▶ STATED PROBLEM
Write out the lines from the line with "q: queue of people" to the line with "[217,228,272,352]" again, swapping "beige" for "cream" and leaving everything else unchanged.

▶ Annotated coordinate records
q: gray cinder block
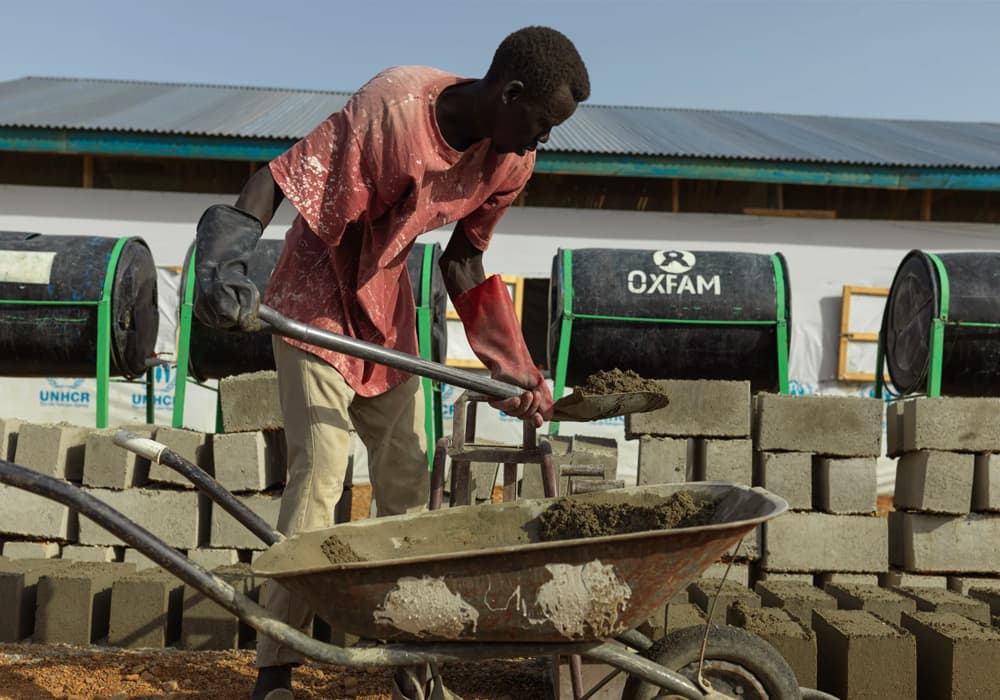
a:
[625,379,750,440]
[756,452,813,510]
[889,511,1000,574]
[813,457,878,514]
[903,396,1000,452]
[763,513,889,573]
[219,370,285,433]
[892,450,976,514]
[756,394,883,457]
[14,423,90,483]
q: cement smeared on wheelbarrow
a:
[539,491,715,541]
[320,491,716,564]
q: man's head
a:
[485,27,590,155]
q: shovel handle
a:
[259,304,524,399]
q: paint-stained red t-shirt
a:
[264,66,535,396]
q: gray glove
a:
[194,204,264,331]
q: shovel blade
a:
[552,391,668,422]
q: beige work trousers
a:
[257,338,430,668]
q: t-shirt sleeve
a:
[462,154,535,250]
[270,110,372,246]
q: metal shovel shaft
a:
[260,304,524,399]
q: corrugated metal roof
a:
[0,78,1000,168]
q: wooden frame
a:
[837,285,889,382]
[445,275,524,369]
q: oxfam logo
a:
[653,250,695,275]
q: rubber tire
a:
[622,625,802,700]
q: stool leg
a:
[427,438,451,510]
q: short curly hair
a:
[486,27,590,102]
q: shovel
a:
[260,304,667,422]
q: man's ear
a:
[500,80,524,104]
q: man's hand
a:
[452,275,552,428]
[194,204,264,331]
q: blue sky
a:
[0,0,1000,122]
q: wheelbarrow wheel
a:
[622,625,801,700]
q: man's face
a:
[492,85,576,156]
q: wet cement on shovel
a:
[574,369,666,396]
[539,491,715,541]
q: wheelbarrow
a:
[0,440,830,700]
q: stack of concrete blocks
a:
[887,397,1000,593]
[754,393,888,586]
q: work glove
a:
[453,275,552,428]
[194,204,264,331]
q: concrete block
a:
[637,436,694,486]
[108,568,184,649]
[79,489,209,549]
[664,603,705,634]
[889,511,1000,574]
[219,370,285,433]
[625,379,750,440]
[0,559,72,642]
[948,576,1000,595]
[903,396,1000,452]
[756,394,883,457]
[885,401,905,458]
[694,438,753,486]
[188,547,240,571]
[813,571,879,590]
[878,569,948,588]
[0,418,21,462]
[14,422,90,483]
[813,457,878,514]
[212,430,285,493]
[895,588,990,625]
[763,513,889,573]
[755,452,813,510]
[972,454,1000,513]
[60,544,115,562]
[825,583,917,625]
[83,425,155,489]
[3,540,62,561]
[688,578,760,622]
[959,588,1000,617]
[726,601,816,688]
[754,581,837,625]
[179,564,259,650]
[208,494,281,549]
[0,484,79,540]
[902,612,1000,700]
[892,450,976,514]
[812,610,917,700]
[33,562,135,644]
[149,425,215,489]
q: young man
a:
[195,27,590,700]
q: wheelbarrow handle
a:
[260,304,524,399]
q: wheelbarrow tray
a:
[253,482,787,643]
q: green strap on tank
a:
[417,245,443,468]
[171,248,196,428]
[927,253,951,396]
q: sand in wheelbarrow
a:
[539,491,715,541]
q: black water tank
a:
[0,231,160,379]
[549,248,791,391]
[180,239,448,381]
[882,250,1000,396]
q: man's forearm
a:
[236,166,284,228]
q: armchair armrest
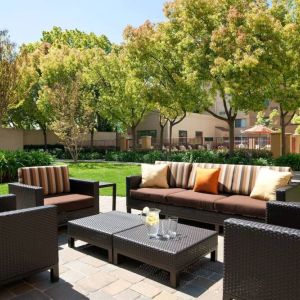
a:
[8,182,44,209]
[266,201,300,229]
[223,219,300,300]
[70,178,99,213]
[0,206,58,285]
[126,175,142,197]
[0,194,17,212]
[276,182,300,202]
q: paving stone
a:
[114,289,141,300]
[12,290,50,300]
[102,279,131,295]
[154,291,179,300]
[131,281,161,298]
[45,283,88,300]
[89,291,115,300]
[109,268,145,283]
[66,260,99,276]
[77,272,116,293]
[60,270,86,283]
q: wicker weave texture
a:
[0,206,58,284]
[223,219,300,300]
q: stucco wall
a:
[0,128,24,150]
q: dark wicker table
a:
[113,224,218,287]
[68,211,142,263]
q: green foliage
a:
[274,154,300,171]
[0,150,53,183]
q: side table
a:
[99,181,117,210]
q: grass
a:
[0,163,141,196]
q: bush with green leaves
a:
[0,150,53,183]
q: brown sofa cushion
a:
[215,195,267,219]
[44,194,94,213]
[155,161,192,189]
[130,188,184,203]
[167,190,226,211]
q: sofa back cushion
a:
[232,165,291,195]
[155,161,192,189]
[188,163,235,193]
[18,166,70,196]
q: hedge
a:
[0,150,53,183]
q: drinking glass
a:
[169,217,178,239]
[160,219,170,240]
[145,208,160,238]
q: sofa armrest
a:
[0,194,17,212]
[276,183,300,202]
[223,219,300,299]
[70,178,99,213]
[266,201,300,229]
[8,182,44,209]
[0,205,58,283]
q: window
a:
[179,130,187,145]
[234,119,246,128]
[195,131,203,145]
[137,130,157,139]
[204,137,214,142]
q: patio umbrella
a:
[242,125,275,148]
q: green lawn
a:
[0,163,141,196]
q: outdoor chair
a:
[8,166,99,225]
[0,202,59,286]
[223,201,300,300]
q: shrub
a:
[0,150,53,183]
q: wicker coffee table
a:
[113,224,218,287]
[68,211,142,263]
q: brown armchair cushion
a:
[130,188,184,203]
[18,166,70,196]
[44,194,94,213]
[167,190,226,211]
[215,195,267,219]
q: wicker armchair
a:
[0,204,59,286]
[8,166,99,225]
[223,201,300,300]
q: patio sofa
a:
[8,166,99,225]
[126,161,300,228]
[0,199,59,287]
[223,201,300,300]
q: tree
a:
[9,43,52,149]
[124,21,205,150]
[37,46,93,161]
[90,47,150,149]
[165,0,276,152]
[0,30,18,127]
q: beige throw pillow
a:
[250,168,292,201]
[140,164,169,188]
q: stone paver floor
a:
[0,197,223,300]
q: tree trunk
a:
[169,122,173,153]
[131,126,136,151]
[42,128,48,150]
[90,128,95,150]
[280,109,286,155]
[159,125,165,150]
[228,118,235,154]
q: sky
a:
[0,0,165,46]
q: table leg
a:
[210,249,218,261]
[112,184,117,210]
[68,237,75,248]
[170,271,179,288]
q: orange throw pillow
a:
[194,168,221,194]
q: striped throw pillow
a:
[188,163,235,193]
[232,165,291,195]
[18,166,70,196]
[155,161,192,189]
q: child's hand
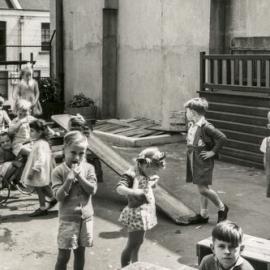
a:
[200,151,216,160]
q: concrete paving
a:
[0,144,270,270]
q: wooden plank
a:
[222,60,228,84]
[122,262,196,270]
[206,111,267,127]
[247,60,252,86]
[256,60,262,87]
[209,102,269,117]
[214,60,218,84]
[230,60,235,85]
[238,59,243,85]
[200,91,270,108]
[52,114,196,224]
[220,146,263,163]
[219,153,263,169]
[265,60,270,87]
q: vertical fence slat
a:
[200,52,205,91]
[239,60,243,85]
[214,60,218,84]
[230,60,235,85]
[222,60,227,84]
[256,60,262,87]
[247,60,252,86]
[265,60,269,87]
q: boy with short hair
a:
[184,98,229,224]
[199,220,254,270]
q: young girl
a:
[8,99,36,156]
[21,120,56,217]
[15,65,42,116]
[116,147,165,267]
[52,131,97,270]
[0,96,11,132]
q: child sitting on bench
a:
[199,220,254,270]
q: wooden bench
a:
[122,262,196,270]
[196,234,270,270]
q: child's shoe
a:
[189,214,209,224]
[28,208,48,217]
[217,204,229,223]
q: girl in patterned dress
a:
[116,147,165,267]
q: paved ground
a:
[0,144,270,270]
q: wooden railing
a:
[200,52,270,94]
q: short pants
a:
[57,217,93,249]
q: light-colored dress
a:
[118,169,157,231]
[21,140,53,187]
[16,79,42,115]
[10,115,36,156]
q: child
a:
[116,147,165,267]
[184,98,229,224]
[8,99,36,156]
[0,96,11,131]
[0,132,15,186]
[15,64,42,116]
[52,131,97,270]
[68,114,103,182]
[199,220,254,270]
[21,120,57,217]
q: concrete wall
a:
[226,0,270,48]
[0,10,50,104]
[118,0,210,125]
[63,0,103,108]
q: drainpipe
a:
[55,0,65,100]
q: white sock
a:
[200,209,209,218]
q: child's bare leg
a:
[121,231,145,267]
[55,249,70,270]
[36,187,46,210]
[131,231,145,263]
[73,247,85,270]
[200,195,208,218]
[198,185,225,211]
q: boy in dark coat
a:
[184,98,229,224]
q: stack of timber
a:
[199,90,270,168]
[94,118,185,147]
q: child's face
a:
[186,108,196,121]
[0,135,11,150]
[64,143,87,167]
[30,128,41,140]
[18,109,30,119]
[211,239,244,269]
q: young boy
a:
[199,220,254,270]
[184,98,229,224]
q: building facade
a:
[0,0,50,103]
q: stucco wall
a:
[117,0,210,125]
[63,0,103,105]
[226,0,270,47]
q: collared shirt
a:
[199,254,254,270]
[187,116,206,145]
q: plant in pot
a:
[66,93,97,124]
[38,77,65,119]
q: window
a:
[41,23,50,51]
[0,22,6,61]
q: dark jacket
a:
[186,121,226,185]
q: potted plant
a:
[66,93,97,120]
[38,77,65,119]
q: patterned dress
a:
[118,168,157,231]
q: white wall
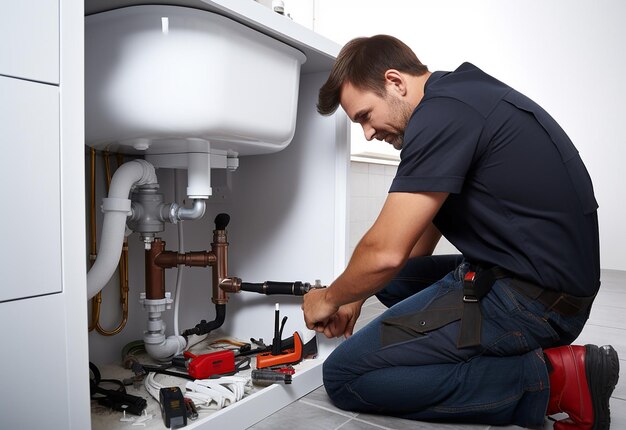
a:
[314,0,626,270]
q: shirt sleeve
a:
[389,97,485,193]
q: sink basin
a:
[85,5,306,155]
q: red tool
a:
[183,350,235,379]
[256,332,303,369]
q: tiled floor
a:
[250,270,626,430]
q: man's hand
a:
[302,288,339,333]
[324,300,364,339]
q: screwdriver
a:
[252,369,291,387]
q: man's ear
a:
[385,69,407,96]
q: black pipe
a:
[241,281,311,296]
[183,304,226,336]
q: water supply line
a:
[87,159,158,299]
[89,148,128,336]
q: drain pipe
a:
[87,160,157,300]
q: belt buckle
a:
[463,271,478,303]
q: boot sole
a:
[585,345,619,430]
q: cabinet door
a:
[0,0,59,84]
[0,76,61,302]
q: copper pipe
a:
[211,230,228,305]
[154,251,216,269]
[89,148,129,336]
[145,237,165,300]
[220,276,241,293]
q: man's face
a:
[340,82,413,150]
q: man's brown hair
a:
[317,34,428,115]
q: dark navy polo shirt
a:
[390,63,600,296]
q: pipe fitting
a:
[160,199,206,224]
[220,276,241,293]
[87,160,157,299]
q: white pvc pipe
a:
[87,160,157,300]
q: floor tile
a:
[337,419,387,430]
[300,387,358,417]
[251,270,626,430]
[249,402,351,430]
[357,414,489,430]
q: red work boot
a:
[544,345,619,430]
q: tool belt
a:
[457,266,595,348]
[381,267,595,349]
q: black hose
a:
[241,281,306,296]
[183,305,226,336]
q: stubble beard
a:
[389,98,413,151]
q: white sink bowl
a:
[85,5,306,155]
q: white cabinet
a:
[0,76,61,302]
[0,0,59,84]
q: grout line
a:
[300,397,354,418]
[337,417,392,430]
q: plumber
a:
[303,35,619,429]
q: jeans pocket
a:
[483,330,532,357]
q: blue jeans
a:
[323,256,588,427]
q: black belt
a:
[457,266,595,348]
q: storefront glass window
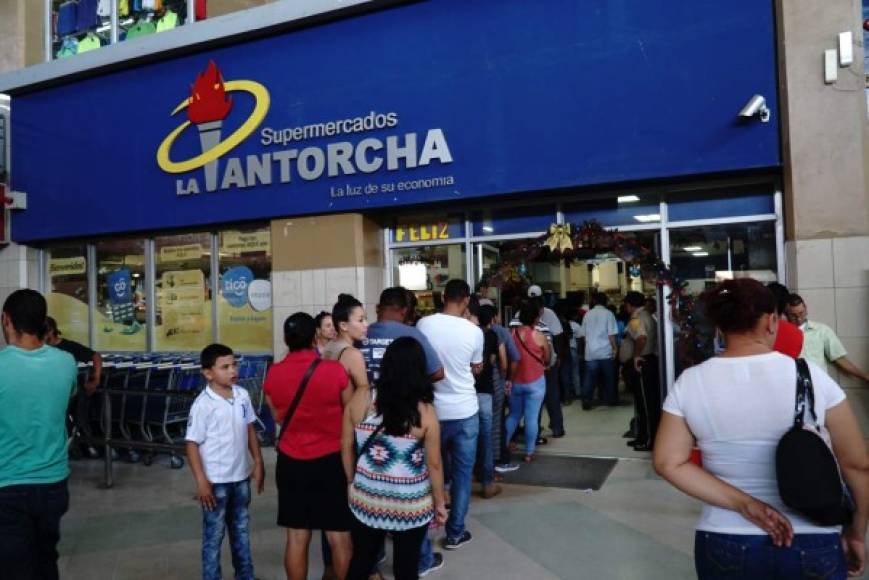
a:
[94,240,148,351]
[392,244,465,316]
[117,0,190,41]
[217,226,272,352]
[670,221,778,376]
[667,190,775,222]
[51,0,113,58]
[471,205,556,236]
[46,244,90,345]
[154,233,212,351]
[563,194,661,226]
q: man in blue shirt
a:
[358,286,444,576]
[0,290,77,579]
[359,286,444,386]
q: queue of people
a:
[0,279,869,580]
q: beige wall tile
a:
[845,389,869,437]
[300,269,326,304]
[795,286,836,329]
[272,270,302,307]
[785,241,798,289]
[833,236,869,288]
[324,267,359,302]
[796,239,833,289]
[365,266,386,304]
[835,286,869,338]
[830,337,869,389]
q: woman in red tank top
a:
[505,299,550,462]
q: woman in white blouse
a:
[654,279,869,580]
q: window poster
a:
[46,245,90,345]
[217,228,272,352]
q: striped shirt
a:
[349,414,434,531]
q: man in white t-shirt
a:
[416,280,483,550]
[581,292,619,411]
[528,284,566,438]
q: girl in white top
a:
[654,279,869,580]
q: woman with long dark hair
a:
[321,294,368,389]
[263,312,353,580]
[654,278,869,580]
[341,337,447,580]
[505,298,551,463]
[314,310,337,354]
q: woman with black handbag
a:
[654,278,869,580]
[263,312,353,580]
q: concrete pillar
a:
[271,214,386,360]
[777,0,869,433]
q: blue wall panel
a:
[12,0,780,241]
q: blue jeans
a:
[202,479,253,580]
[570,348,582,397]
[581,358,619,403]
[504,376,546,455]
[441,413,480,538]
[477,393,495,485]
[0,479,69,580]
[694,531,848,580]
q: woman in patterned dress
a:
[341,337,447,580]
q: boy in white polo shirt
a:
[186,344,265,580]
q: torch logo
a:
[157,61,270,191]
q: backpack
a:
[775,359,855,526]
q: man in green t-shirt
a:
[786,294,869,382]
[0,290,76,579]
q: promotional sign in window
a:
[217,227,272,352]
[46,244,90,345]
[154,233,213,352]
[92,238,148,351]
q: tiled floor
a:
[57,404,864,580]
[60,452,697,580]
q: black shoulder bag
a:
[775,359,854,526]
[356,423,384,463]
[275,357,320,451]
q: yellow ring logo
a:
[157,81,271,173]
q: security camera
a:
[739,95,769,123]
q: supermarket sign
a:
[157,60,455,198]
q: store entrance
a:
[472,231,666,458]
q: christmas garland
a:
[485,220,712,368]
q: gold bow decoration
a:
[545,224,573,252]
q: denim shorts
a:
[694,531,848,580]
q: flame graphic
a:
[187,60,232,125]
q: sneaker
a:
[482,483,503,499]
[444,530,471,550]
[418,552,444,578]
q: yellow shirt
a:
[800,320,848,371]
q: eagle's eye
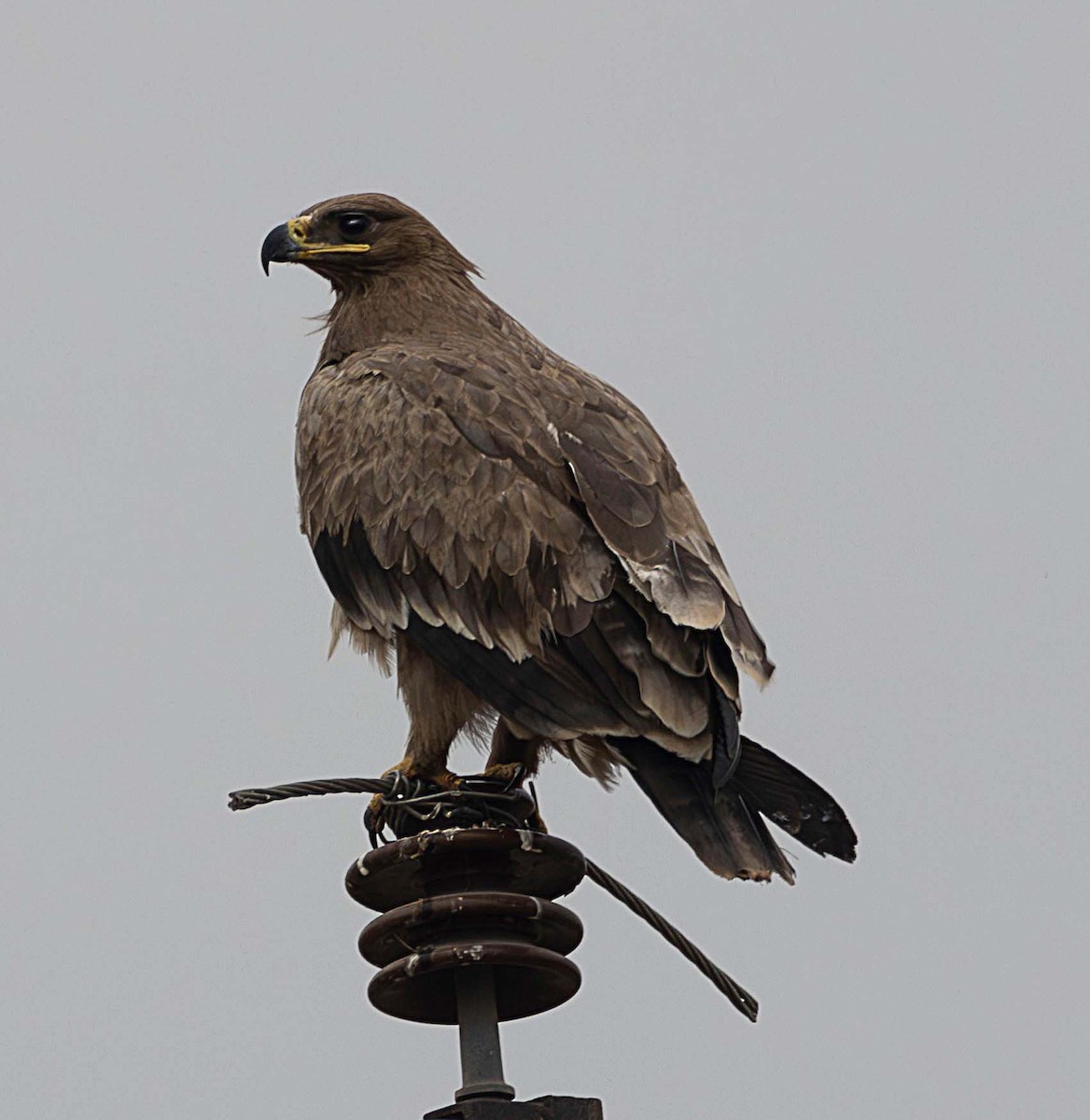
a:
[337,214,374,241]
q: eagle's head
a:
[261,195,477,289]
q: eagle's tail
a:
[611,735,856,883]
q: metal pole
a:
[454,964,514,1101]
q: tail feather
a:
[610,737,856,883]
[733,735,857,863]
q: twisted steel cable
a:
[228,777,757,1023]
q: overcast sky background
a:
[0,0,1090,1120]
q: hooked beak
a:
[261,214,370,275]
[261,218,300,275]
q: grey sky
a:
[0,0,1090,1120]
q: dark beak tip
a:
[261,223,296,275]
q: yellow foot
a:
[481,763,525,785]
[370,758,460,817]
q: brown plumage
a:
[262,195,855,881]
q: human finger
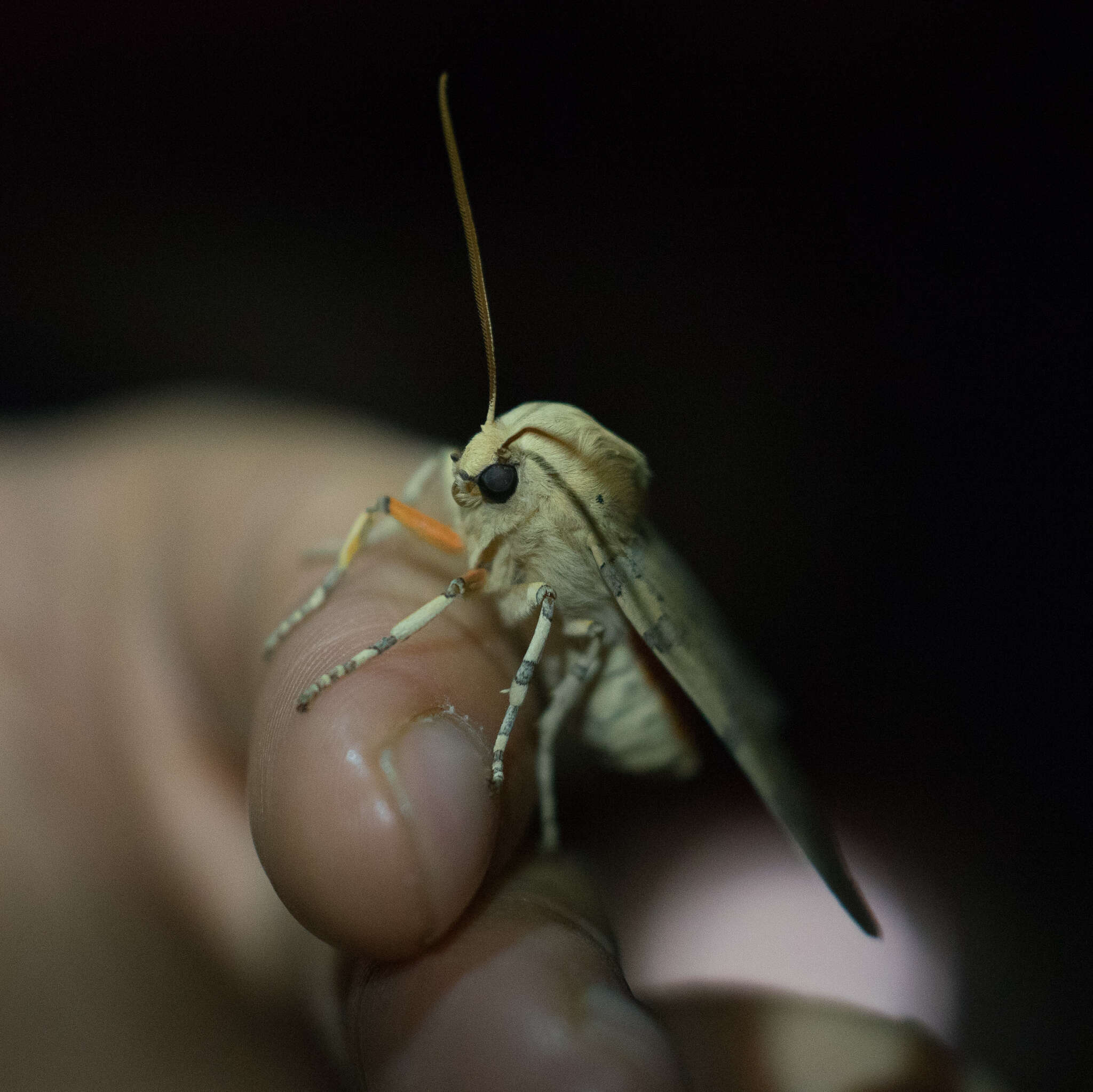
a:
[248,417,534,958]
[345,857,683,1092]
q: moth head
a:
[452,421,522,507]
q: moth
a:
[265,73,880,936]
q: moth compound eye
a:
[474,462,518,504]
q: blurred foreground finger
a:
[346,858,683,1092]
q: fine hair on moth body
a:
[265,73,880,936]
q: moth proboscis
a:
[266,72,880,937]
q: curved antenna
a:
[437,72,497,424]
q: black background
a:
[0,0,1093,1089]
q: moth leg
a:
[302,447,452,563]
[492,584,556,788]
[270,496,463,659]
[296,568,488,713]
[536,619,603,852]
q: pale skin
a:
[0,402,979,1090]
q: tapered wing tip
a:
[835,894,882,940]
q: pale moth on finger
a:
[266,73,879,936]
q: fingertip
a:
[248,555,533,959]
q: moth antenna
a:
[437,72,497,424]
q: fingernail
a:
[580,982,683,1090]
[379,711,496,937]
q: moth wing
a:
[589,524,880,937]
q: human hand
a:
[0,402,984,1090]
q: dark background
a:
[0,0,1093,1089]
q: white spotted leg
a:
[536,619,603,852]
[263,498,383,659]
[263,485,463,659]
[492,584,556,789]
[296,568,488,713]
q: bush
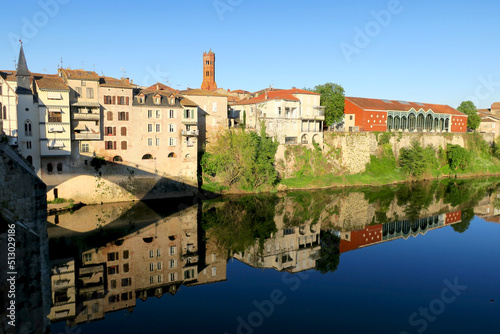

▶ TASK ANSWER
q: queue of people
a:
[0,279,869,580]
q: cream wall tile
a:
[845,389,869,437]
[300,269,326,304]
[795,286,836,329]
[272,270,302,307]
[785,241,798,289]
[833,236,869,288]
[324,267,359,302]
[796,239,833,289]
[365,266,386,304]
[835,286,869,338]
[830,337,869,389]
q: woman in red tank top
a:
[505,299,550,462]
q: woman in white blouse
a:
[654,279,869,580]
q: window poster
a:
[46,245,90,345]
[217,228,272,352]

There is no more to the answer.